== What to do ==
All records below must be reproduced exactly, although any pictures they contain are to be omitted.

++++

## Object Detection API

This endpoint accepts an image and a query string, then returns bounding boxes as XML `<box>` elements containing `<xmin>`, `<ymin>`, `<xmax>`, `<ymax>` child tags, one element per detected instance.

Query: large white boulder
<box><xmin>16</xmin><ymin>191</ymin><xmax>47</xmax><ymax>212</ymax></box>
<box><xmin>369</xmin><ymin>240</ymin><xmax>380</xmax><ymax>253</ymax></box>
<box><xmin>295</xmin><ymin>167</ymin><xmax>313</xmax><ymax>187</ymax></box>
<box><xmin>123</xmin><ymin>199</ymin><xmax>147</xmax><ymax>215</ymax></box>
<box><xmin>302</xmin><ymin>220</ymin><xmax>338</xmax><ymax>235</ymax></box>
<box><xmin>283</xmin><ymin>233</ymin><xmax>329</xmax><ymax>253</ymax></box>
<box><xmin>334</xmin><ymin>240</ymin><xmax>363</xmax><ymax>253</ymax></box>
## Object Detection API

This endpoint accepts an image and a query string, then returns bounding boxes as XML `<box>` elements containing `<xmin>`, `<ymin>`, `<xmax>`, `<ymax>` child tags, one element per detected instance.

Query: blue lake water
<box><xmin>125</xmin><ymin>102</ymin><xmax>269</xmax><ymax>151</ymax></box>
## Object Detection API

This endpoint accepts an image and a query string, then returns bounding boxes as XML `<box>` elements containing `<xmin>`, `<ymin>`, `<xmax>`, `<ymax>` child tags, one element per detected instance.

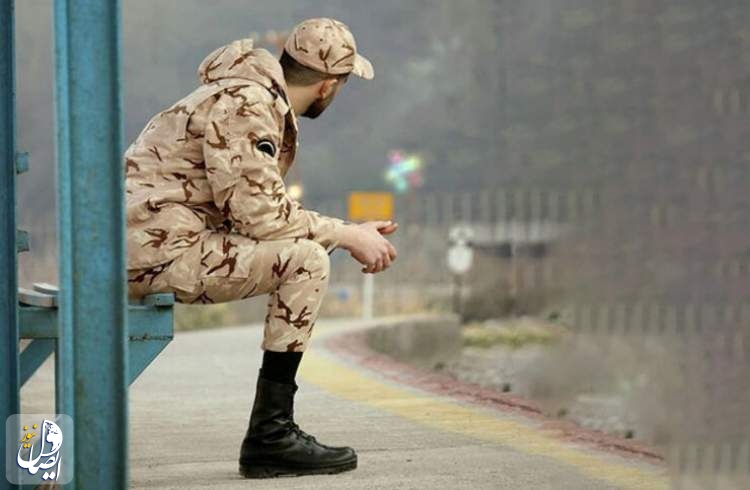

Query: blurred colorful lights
<box><xmin>385</xmin><ymin>150</ymin><xmax>424</xmax><ymax>193</ymax></box>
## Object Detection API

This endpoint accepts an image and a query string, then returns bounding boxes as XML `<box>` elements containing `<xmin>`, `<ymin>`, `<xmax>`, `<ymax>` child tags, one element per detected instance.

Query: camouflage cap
<box><xmin>284</xmin><ymin>18</ymin><xmax>374</xmax><ymax>80</ymax></box>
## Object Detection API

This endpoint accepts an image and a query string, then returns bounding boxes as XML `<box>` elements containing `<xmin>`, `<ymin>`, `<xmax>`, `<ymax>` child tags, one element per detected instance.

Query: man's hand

++++

== Result for this task ==
## Object Detection API

This endpoint accepts an image and a query string, then returns bounding boxes as XML `<box>` elements containing `<xmin>`, `<ymin>`, `<xmax>`, `<ymax>` child tags, one element per detected instance.

Query: large white boulder
<box><xmin>16</xmin><ymin>191</ymin><xmax>47</xmax><ymax>212</ymax></box>
<box><xmin>369</xmin><ymin>240</ymin><xmax>380</xmax><ymax>253</ymax></box>
<box><xmin>295</xmin><ymin>167</ymin><xmax>313</xmax><ymax>187</ymax></box>
<box><xmin>123</xmin><ymin>199</ymin><xmax>147</xmax><ymax>215</ymax></box>
<box><xmin>302</xmin><ymin>220</ymin><xmax>338</xmax><ymax>235</ymax></box>
<box><xmin>283</xmin><ymin>233</ymin><xmax>329</xmax><ymax>253</ymax></box>
<box><xmin>334</xmin><ymin>240</ymin><xmax>363</xmax><ymax>253</ymax></box>
## Object Detection API

This endpoint accepts an image and a query string, then returns bounding boxes as XML `<box>` elements containing `<xmin>`, `<ymin>`, `<xmax>`, `<ymax>` child tags, one element per detected instance.

Query: blue lake water
<box><xmin>125</xmin><ymin>102</ymin><xmax>269</xmax><ymax>151</ymax></box>
## Object Detection API

This endpoint accepts an image and a query string, then returns bounding boxes as XML `<box>` elements containing `<xmin>`, `<ymin>`, `<xmax>`, `<ymax>` child tags, one element per detected instance.


Query: blurred colorful lights
<box><xmin>385</xmin><ymin>150</ymin><xmax>424</xmax><ymax>193</ymax></box>
## Object Detection API

This endpoint accepts an image and a query string, then returns bounding boxes as XML `<box>` elements containing `<xmin>`, `<ymin>`, `<xmax>`, `<ymax>` child tags, one element per detected instance.

Query: camouflage cap
<box><xmin>284</xmin><ymin>18</ymin><xmax>374</xmax><ymax>80</ymax></box>
## Object Detection API

This endpoint accepts an image and a query string, then returns bounding boxes as XML `<box>` elements containing `<xmin>`, `<ymin>`, `<xmax>`, `<ymax>` child tags, one element per detected instance.

Query: man's hand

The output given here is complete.